ENTRIES SUPPLIED =>
--------

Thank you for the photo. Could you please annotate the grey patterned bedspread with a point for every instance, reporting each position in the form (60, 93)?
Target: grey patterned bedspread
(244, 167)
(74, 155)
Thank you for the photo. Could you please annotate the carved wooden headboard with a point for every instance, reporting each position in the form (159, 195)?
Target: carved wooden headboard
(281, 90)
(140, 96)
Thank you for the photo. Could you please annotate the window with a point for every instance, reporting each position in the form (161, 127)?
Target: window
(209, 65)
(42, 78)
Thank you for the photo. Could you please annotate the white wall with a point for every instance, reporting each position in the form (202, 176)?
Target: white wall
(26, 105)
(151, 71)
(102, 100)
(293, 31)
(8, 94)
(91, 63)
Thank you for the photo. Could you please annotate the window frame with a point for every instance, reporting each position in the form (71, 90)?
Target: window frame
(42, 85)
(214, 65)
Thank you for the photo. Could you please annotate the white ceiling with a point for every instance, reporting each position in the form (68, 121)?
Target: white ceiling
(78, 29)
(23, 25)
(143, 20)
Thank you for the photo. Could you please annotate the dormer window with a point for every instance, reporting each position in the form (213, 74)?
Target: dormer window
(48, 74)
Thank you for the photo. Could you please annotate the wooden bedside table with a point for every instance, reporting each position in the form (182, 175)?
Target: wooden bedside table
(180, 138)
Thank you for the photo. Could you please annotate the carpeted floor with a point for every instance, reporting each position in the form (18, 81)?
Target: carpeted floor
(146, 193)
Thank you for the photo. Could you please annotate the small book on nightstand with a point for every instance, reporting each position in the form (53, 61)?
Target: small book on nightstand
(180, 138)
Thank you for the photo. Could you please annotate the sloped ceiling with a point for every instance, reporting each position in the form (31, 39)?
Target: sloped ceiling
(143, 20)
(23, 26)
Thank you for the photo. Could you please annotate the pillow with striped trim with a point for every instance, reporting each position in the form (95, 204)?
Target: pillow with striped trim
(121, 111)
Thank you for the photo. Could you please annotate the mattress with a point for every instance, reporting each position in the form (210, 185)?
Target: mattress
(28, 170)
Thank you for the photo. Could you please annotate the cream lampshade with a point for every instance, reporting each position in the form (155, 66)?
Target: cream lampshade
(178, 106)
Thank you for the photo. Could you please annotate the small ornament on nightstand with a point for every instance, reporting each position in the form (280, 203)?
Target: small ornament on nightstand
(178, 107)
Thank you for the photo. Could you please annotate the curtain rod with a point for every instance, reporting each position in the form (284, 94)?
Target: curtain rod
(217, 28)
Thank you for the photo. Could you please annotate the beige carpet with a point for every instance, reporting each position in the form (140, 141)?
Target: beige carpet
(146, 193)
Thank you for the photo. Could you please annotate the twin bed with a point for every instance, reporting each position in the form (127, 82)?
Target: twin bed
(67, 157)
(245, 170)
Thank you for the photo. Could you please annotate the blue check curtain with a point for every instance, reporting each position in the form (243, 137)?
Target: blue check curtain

--------

Restate the final lines of the listing above word for word, beginning at the line that contains "Thank you for the photo. Could you please annotate the curtain".

Thank you for the photo. Could you please annotate the curtain rod with a point for every instance, reporting each position in the form (284, 94)?
Target: curtain rod
(217, 28)
Thank you for the photo. Could you please annotate the beige carpet with a point for every instance, reporting each position in the form (140, 141)?
Target: beige carpet
(146, 193)
Thank you for the photo. Could you please annotate the twin bed with a point for every instance, reporting each position in the form (127, 82)?
Target: twin bed
(67, 157)
(245, 170)
Thank you for the photo. Could you please annotate the blue check curtain with a point for every instance, reporting each position in the form (243, 137)?
Target: blue check curtain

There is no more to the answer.